Exercise materials>
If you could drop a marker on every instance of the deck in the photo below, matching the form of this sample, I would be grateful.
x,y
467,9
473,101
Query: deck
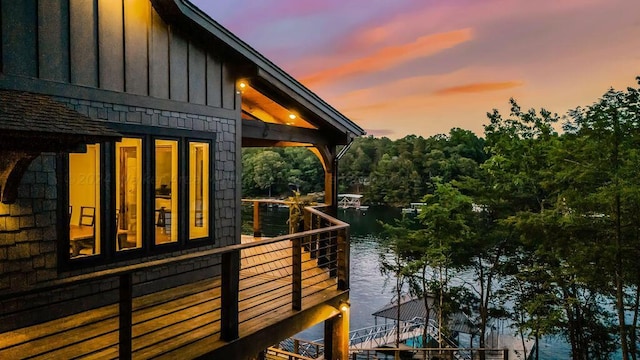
x,y
184,322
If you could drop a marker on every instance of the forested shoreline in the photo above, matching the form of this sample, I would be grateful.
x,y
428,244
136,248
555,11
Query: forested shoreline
x,y
552,216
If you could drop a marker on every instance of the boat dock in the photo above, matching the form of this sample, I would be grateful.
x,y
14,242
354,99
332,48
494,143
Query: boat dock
x,y
351,201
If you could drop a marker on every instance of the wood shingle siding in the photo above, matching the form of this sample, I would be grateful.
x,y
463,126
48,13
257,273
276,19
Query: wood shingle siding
x,y
116,45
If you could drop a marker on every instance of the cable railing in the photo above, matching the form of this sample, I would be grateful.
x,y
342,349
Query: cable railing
x,y
255,279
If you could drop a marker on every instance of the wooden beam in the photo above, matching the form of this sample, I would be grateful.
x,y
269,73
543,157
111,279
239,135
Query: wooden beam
x,y
336,335
125,316
296,271
230,290
254,129
272,333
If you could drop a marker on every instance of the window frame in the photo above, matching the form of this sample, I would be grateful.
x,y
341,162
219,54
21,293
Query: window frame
x,y
108,252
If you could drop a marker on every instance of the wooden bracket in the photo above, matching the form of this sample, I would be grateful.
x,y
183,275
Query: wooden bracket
x,y
13,164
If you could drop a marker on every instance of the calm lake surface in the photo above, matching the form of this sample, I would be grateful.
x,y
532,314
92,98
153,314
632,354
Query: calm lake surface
x,y
369,289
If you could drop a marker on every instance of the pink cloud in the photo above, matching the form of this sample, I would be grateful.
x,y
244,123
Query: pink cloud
x,y
391,56
478,87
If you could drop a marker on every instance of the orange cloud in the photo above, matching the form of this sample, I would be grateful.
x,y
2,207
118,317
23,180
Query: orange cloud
x,y
478,88
391,56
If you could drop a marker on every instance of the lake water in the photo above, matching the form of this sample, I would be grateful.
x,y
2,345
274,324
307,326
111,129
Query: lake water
x,y
369,291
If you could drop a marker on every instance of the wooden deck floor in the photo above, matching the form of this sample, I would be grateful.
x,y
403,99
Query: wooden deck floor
x,y
182,322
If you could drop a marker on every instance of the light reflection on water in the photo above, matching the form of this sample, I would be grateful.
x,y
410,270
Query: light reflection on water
x,y
369,290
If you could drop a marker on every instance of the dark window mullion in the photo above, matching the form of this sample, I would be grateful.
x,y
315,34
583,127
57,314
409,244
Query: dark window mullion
x,y
183,196
108,199
148,189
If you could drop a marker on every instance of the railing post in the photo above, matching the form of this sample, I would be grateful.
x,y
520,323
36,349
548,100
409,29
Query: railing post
x,y
343,259
323,245
296,273
308,240
229,295
125,315
256,219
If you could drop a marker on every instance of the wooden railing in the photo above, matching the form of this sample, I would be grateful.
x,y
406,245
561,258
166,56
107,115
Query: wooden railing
x,y
430,353
307,262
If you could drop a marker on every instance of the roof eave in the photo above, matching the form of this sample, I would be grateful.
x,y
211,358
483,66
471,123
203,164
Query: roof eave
x,y
266,70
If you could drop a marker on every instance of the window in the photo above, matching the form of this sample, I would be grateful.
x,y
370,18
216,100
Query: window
x,y
198,190
129,194
148,193
166,191
84,202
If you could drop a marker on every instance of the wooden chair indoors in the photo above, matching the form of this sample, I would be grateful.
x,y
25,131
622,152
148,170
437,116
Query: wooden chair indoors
x,y
83,235
121,235
87,216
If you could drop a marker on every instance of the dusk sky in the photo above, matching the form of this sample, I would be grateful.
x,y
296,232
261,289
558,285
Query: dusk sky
x,y
399,67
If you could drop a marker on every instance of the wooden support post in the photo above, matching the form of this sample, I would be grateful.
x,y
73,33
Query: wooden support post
x,y
229,295
323,245
125,315
343,259
308,240
333,254
296,271
257,232
336,336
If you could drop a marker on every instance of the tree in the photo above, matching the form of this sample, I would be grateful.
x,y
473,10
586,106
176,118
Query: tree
x,y
268,169
601,158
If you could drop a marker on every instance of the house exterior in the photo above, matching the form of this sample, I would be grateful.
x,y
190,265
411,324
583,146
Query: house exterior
x,y
121,129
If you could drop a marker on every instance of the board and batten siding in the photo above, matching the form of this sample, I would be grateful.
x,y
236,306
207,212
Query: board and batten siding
x,y
116,45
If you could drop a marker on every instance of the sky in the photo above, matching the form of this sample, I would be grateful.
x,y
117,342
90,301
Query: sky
x,y
401,67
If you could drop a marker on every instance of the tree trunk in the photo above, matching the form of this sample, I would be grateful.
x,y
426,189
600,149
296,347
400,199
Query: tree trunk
x,y
620,285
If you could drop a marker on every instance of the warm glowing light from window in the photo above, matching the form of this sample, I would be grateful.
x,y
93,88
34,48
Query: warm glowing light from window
x,y
344,306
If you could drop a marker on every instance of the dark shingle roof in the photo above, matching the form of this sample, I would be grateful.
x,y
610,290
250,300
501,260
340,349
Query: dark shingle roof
x,y
29,114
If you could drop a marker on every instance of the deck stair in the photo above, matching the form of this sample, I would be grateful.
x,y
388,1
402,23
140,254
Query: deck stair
x,y
181,320
378,336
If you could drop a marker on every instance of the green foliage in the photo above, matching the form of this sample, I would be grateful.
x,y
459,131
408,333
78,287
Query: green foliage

Exercise description> Rewrite the listing above with every "Query" changed to "Target" and nothing else altered. Leave the pictures out.

Written response>
If you could drop a marker on every instance of the deck in the photo below, matching the form of this sample, I would be grateful.
x,y
467,9
473,101
Target: deck
x,y
184,322
If you could drop a marker on every instance of the forested shoreline in the photo above, matching the form of this sample, I would be grateful.
x,y
428,244
136,248
555,11
Target: forested shoreline
x,y
552,216
If you could drop a marker on every instance of the boat dock in the photo above, matching the form of this sample, I would be grateful.
x,y
14,242
354,99
332,48
494,143
Target: boat dock
x,y
351,201
If you could drop a marker on every instance of the wood shingle siding in the photo above, matching the form of this sample, I would be grateful.
x,y
463,126
48,13
257,273
276,19
Target: wood shingle siding
x,y
116,45
If you could drop a marker on every instance of the cable railing in the photo above, matching the form of this sample, I would be grateful.
x,y
342,349
Target: cable railing
x,y
255,279
If you could drop a marker on every instance of the wooden beam in the photo above, matching the form of this sample, I would be grateful.
x,y
269,73
543,157
111,279
239,135
Target: wooden beam
x,y
336,335
125,316
296,271
230,290
254,129
272,333
If you could drop a marker on every instance of the window frame in the photo above, matching the form of this sample, I would be grateful.
x,y
341,162
219,54
21,293
Target: window frame
x,y
108,252
If you could drop a marker on every instance of the wooden bracket in the photo above, matching the form of this sample, I would be grateful.
x,y
183,275
Target: wooden bracket
x,y
13,164
If you could drop a marker on every instance of the calm lake surface in the photo above, matching the form of this sample, I would be grateful.
x,y
532,314
92,98
153,314
632,354
Target: calm lake surface
x,y
369,289
If you could drop a marker on every instance of the pink cloud in the photo above, matching the form of this sample, I would be grateful.
x,y
244,123
Target: pink cloud
x,y
391,56
478,87
If you could drop a marker on every instance of the orange cloud in the photo above, matching the form of this sample, I would be grateful.
x,y
2,207
118,317
23,180
Target: orange cloud
x,y
478,88
391,56
If you could drop a marker on every instance of the lake water in the photo above, matching the form of this sample, I would be grateful.
x,y
2,345
274,324
307,326
111,129
Target: lake water
x,y
369,291
If you could drop a marker on every instance of the wooden deck floor in the photo above, matching the form of this sample, I would be grateful.
x,y
403,99
Target: wooden deck floor
x,y
182,322
If you could drop a marker on every instance of the light reflection on water in the photo above, matching the form of this sample, I would be grateful.
x,y
410,270
Target: light reflection on water
x,y
369,290
If you could drop a marker on every instance of the dark window mullion in the photo above, matching the form of this sample, I would be grateful.
x,y
315,34
583,127
57,314
409,244
Target: dark window mullion
x,y
183,196
108,199
148,189
If you could drop a marker on every instance of the railing post in the photo above, matching the form of this sample, I would be grateful.
x,y
520,323
36,349
548,100
409,29
Target: railing post
x,y
343,259
323,245
296,273
308,240
229,295
125,315
256,219
If you could drop a marker on every instance of the wooden railing in the photo above, matching the form of this sample, I would be grateful.
x,y
406,245
561,258
166,56
107,115
Target: wooden railing
x,y
430,353
307,262
If you could drop a marker on every instance of the roof eave in the photo above, matching the form of this sample, I would be grateful.
x,y
211,358
483,66
471,123
203,164
Target: roof eave
x,y
266,70
If you could drop a marker on every instance of the window in the photo above, matching the form of this sample, I would be grateful.
x,y
370,18
216,100
Target: window
x,y
198,190
129,194
148,193
166,191
84,202
If you could drop a marker on every instance of the wooden chair indoors in the photo above, matching the form of this sample, I would be grateful.
x,y
25,131
622,152
148,170
437,116
Target: wooden chair indoors
x,y
83,235
121,235
87,216
If you could drop a marker on every instance of the dusk sky in the photo above, matching the form of this sample, I would be grateful.
x,y
296,232
261,289
558,285
Target: dusk sky
x,y
399,67
If you could drop a marker on every instance of the wooden support post in the photo above, matching the form of this sample, I would be grateful.
x,y
73,33
Target: wooden support post
x,y
229,295
323,245
125,315
343,259
308,240
333,254
296,271
257,232
336,336
If you could drop a marker on every instance of the tree in the photo above, matching the form of this sample, I would be grateful.
x,y
473,10
586,106
176,118
Target: tree
x,y
268,169
601,158
If you could drop a marker on every instance of the house exterior in the photo above, matching the form of this sample, I would be grateful.
x,y
190,265
411,324
583,146
Target: house exterior
x,y
121,129
If you could drop a marker on every instance of the board and batten siding in the photo above, matching the form of this sample, I would be grateful.
x,y
236,306
207,212
Target: board and batten siding
x,y
116,45
If you could drop a marker on every instance of the sky in the photo above, matching the form of this sample, I would be grateful.
x,y
117,342
90,301
Target: sky
x,y
401,67
If you could drop a marker on every instance of the tree trunk in the photo above, matching the form of this sample, I would be grateful.
x,y
426,189
600,149
296,347
400,199
Target: tree trunk
x,y
620,285
If you could drop a marker on every instance of the warm glowing light from window in the photo above, matching the form of this sample, I would be grateful.
x,y
93,88
34,48
Target: warm glowing light from window
x,y
344,306
If you could drop a marker on every instance of the dark shingle roof in the photo above, matching the form of this sample, I would be grateful.
x,y
610,290
250,300
501,260
340,349
Target: dark shingle roof
x,y
29,114
If you could drop a marker on every instance of the deck stair in the photo above, matching the form of this sample, I would be grateful.
x,y
388,1
402,23
140,254
Target: deck stair
x,y
181,320
378,336
If you could drop a marker on every instance of the green foliage in the photo above, matching the form of this sample, I would be grateful.
x,y
459,131
408,333
78,287
Target: green foliage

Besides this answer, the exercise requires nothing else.